# [EXERCISE INSTRUCTIONS]
Copy out every record below exactly as written, but leave out any pictures.

# [DATA TO USE]

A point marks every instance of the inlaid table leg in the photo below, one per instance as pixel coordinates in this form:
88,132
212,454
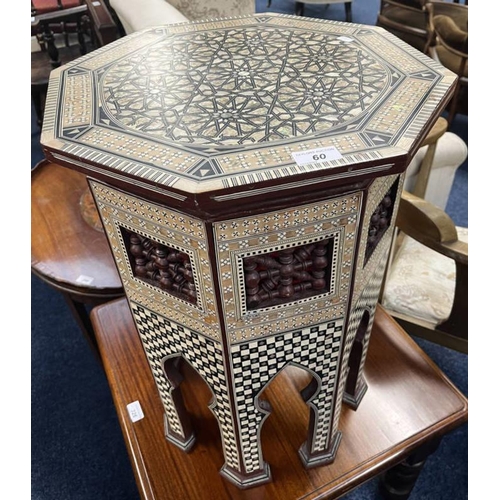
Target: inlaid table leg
397,483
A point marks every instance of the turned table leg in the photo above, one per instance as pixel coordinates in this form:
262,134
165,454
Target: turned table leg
397,483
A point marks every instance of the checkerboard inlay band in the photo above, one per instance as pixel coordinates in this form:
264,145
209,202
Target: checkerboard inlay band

# [REPLY TO THE EXERCISE]
A point marks every instance of the inlaid table leg in the photo below, one per instance as pixel coordinates in this form:
88,132
212,454
Target: inlaid table leg
397,483
A point marks every instance of the turned table leg in the photo above, one per instance as pixel coordinates in this form:
262,134
165,454
Target: turned table leg
397,483
A point marks every instance of the checkerboard inlay band in the photo above, one per instance as pixel coordinates in this form:
264,145
209,202
Target: checkerboard inlay band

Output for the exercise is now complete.